-- GIVEN ENTRIES follows --

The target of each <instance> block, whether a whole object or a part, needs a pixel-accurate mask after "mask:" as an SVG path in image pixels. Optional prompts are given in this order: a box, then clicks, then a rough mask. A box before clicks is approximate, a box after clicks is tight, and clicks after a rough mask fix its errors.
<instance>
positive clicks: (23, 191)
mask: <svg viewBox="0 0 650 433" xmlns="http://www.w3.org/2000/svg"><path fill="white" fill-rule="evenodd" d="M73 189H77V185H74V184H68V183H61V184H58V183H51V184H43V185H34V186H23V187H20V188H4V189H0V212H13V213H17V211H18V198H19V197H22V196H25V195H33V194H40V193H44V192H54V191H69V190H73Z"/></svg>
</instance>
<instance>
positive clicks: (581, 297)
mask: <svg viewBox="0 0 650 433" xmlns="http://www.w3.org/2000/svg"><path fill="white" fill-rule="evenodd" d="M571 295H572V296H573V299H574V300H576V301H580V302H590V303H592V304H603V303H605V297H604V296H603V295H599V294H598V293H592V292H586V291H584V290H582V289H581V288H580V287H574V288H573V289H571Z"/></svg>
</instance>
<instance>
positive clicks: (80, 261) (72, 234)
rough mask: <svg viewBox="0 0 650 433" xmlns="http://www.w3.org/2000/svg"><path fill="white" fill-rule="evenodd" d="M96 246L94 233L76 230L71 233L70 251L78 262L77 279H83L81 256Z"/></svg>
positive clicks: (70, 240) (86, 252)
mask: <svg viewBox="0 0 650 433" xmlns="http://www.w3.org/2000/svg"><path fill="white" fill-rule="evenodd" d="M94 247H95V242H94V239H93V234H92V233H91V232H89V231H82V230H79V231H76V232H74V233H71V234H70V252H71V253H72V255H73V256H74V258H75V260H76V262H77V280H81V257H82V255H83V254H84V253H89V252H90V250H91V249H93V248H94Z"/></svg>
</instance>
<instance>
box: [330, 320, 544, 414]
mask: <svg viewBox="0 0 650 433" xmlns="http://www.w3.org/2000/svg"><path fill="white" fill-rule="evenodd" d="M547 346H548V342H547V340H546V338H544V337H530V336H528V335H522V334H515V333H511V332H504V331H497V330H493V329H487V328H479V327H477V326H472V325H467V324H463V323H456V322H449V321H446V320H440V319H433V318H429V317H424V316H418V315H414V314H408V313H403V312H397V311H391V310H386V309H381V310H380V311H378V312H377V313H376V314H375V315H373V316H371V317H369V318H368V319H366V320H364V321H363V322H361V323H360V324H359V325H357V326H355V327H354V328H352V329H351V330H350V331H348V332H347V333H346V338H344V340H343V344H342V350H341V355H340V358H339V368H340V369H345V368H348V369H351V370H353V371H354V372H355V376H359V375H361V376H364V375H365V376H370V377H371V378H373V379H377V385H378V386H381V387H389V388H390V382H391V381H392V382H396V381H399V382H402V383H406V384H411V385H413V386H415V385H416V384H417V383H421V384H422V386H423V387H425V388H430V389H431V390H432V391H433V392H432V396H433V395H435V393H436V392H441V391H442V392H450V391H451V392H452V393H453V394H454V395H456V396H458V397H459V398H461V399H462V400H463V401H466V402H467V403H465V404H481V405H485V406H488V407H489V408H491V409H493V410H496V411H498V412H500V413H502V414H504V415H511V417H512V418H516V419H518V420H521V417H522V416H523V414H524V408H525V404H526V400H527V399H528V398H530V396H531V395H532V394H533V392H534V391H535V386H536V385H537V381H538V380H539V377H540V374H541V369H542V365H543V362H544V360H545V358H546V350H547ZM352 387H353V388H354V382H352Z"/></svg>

-- GIVEN ENTRIES concluded --

◆ **EXERCISE BRIEF**: Extract, from the listing above, every line where the string "rough" occurs.

◆ **RESULT OF THE EXERCISE**:
The target of each <instance> block, whether a whole object or a part, needs a pixel-accurate mask after "mask:" as an SVG path in image pixels. Optional prompts are given in this order: a box, then clicks, then a rough mask. A box before clicks is approximate, a box after clicks is tight, and clicks after a rough mask fix its errors.
rough mask: <svg viewBox="0 0 650 433" xmlns="http://www.w3.org/2000/svg"><path fill="white" fill-rule="evenodd" d="M96 246L94 233L76 230L71 233L70 251L78 262L77 279H83L81 256Z"/></svg>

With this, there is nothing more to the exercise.